What you are asked to do.
Locate the line that contains "Mark one point on each instance of the man's bare". Print it and each following line through the end of the listing, verbatim, and nothing more.

[Begin]

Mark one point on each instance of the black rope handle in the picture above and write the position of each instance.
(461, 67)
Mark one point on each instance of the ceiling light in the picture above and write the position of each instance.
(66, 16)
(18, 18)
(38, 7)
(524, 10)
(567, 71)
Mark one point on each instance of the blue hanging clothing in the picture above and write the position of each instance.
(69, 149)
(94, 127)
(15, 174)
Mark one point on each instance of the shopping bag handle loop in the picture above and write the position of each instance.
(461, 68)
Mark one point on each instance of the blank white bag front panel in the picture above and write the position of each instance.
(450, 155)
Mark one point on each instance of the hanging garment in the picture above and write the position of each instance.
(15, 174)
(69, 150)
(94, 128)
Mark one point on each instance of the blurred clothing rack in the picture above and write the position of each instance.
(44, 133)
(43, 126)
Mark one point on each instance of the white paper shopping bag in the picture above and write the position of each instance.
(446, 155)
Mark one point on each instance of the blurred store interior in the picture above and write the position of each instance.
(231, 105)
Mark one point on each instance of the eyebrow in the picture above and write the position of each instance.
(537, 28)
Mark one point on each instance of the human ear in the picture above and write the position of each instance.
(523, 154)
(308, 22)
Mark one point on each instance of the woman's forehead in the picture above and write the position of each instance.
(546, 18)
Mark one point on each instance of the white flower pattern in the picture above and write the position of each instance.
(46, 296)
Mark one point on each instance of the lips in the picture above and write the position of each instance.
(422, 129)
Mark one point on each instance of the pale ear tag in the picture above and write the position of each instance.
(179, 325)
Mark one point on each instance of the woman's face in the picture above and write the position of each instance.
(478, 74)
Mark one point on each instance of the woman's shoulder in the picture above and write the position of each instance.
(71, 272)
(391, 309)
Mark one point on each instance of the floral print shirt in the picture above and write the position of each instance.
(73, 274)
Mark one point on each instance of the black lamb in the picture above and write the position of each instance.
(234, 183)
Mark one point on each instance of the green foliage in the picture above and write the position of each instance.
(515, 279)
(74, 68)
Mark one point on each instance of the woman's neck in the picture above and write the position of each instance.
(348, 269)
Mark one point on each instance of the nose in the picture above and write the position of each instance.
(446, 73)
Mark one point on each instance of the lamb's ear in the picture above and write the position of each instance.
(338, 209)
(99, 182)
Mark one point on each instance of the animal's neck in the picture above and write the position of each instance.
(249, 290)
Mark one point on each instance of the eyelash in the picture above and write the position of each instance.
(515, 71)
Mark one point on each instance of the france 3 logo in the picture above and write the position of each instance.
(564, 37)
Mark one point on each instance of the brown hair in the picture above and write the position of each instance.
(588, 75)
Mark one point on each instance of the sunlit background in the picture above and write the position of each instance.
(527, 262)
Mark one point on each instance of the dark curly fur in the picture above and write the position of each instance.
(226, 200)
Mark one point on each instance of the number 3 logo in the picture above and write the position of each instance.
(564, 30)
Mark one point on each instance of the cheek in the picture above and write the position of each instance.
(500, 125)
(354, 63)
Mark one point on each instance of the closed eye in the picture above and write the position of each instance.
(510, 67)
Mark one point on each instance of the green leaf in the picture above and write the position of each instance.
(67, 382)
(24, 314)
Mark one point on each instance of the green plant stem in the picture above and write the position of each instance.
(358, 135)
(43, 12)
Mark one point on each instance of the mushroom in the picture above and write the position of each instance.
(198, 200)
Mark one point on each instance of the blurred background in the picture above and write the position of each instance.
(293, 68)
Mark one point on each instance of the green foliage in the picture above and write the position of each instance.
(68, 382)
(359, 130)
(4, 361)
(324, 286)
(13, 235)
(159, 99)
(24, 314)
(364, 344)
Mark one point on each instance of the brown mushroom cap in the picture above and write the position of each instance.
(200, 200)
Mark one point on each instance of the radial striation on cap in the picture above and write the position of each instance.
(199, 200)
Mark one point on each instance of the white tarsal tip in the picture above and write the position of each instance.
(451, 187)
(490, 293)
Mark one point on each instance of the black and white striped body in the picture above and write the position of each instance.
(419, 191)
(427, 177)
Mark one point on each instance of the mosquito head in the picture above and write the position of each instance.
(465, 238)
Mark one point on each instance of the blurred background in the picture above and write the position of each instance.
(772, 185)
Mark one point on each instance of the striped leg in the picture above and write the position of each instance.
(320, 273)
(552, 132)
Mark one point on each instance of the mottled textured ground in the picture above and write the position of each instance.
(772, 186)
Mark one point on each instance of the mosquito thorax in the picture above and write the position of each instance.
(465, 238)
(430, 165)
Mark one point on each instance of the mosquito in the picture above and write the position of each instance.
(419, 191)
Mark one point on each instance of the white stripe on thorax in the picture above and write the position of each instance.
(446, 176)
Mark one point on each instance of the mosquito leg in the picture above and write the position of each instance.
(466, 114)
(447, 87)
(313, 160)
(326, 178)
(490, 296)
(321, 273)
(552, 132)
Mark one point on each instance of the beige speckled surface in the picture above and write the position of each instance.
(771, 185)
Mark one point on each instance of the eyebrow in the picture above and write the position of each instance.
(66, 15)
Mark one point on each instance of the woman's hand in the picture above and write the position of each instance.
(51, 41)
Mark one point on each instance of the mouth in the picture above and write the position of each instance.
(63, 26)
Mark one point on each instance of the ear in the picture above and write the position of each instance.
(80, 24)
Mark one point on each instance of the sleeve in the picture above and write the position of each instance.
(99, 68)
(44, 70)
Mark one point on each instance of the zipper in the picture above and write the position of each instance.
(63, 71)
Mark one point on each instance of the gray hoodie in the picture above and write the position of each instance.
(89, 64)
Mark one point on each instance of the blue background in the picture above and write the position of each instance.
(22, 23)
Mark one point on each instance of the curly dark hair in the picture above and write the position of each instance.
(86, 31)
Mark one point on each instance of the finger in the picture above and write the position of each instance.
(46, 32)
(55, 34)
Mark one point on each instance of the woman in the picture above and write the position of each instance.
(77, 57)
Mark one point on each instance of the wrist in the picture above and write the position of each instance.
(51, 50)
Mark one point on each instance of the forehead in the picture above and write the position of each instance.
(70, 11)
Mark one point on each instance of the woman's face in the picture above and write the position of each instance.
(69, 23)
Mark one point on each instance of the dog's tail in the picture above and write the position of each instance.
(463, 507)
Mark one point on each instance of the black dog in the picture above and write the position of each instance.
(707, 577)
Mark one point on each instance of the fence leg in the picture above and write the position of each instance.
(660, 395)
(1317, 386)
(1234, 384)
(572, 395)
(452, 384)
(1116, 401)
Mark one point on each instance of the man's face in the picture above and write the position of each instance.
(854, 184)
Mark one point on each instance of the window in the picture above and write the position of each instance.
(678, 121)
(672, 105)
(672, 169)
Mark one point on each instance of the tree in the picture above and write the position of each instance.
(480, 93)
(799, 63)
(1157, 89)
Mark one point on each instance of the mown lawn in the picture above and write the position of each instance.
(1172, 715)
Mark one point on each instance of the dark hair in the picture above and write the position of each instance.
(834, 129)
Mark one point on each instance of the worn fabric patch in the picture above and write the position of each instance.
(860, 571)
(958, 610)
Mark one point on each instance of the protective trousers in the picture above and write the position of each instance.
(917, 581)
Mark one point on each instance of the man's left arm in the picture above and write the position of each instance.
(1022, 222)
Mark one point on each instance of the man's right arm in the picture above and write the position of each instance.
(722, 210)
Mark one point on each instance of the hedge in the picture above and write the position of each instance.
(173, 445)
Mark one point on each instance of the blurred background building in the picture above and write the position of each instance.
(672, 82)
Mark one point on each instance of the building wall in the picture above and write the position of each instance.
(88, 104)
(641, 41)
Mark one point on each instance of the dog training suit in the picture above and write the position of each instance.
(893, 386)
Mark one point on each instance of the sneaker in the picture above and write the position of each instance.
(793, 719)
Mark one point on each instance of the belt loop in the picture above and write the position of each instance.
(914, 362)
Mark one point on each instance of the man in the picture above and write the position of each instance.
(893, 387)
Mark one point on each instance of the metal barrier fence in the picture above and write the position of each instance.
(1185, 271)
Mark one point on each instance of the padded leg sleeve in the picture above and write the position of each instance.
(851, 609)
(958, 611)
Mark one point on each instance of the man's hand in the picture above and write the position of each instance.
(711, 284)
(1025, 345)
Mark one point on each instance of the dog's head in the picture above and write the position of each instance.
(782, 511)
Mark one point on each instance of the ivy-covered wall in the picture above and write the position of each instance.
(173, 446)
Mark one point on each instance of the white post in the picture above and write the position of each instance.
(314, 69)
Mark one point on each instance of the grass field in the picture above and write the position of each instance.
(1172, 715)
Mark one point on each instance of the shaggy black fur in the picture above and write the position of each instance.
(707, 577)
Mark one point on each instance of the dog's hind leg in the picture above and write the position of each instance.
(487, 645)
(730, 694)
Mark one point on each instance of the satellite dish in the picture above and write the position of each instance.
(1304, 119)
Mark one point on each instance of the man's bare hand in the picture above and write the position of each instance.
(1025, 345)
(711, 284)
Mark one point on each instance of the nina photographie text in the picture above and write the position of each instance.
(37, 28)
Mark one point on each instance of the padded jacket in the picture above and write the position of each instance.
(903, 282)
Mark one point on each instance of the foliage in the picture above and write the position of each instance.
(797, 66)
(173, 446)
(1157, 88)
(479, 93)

[End]

The result.
Mark one point on each instance of the man's bare hand in the picture above and write the position of each instance.
(1025, 345)
(711, 284)
Mark one point on each instance of the nina photographie text in the picture above and write the position of each instance.
(37, 28)
Mark one point on each instance of the padded jacket in the picture above and write the position of each instance.
(903, 282)
Mark one point on each instance of the foliage in the picture above and write the position of each instance.
(797, 66)
(173, 446)
(1157, 88)
(479, 93)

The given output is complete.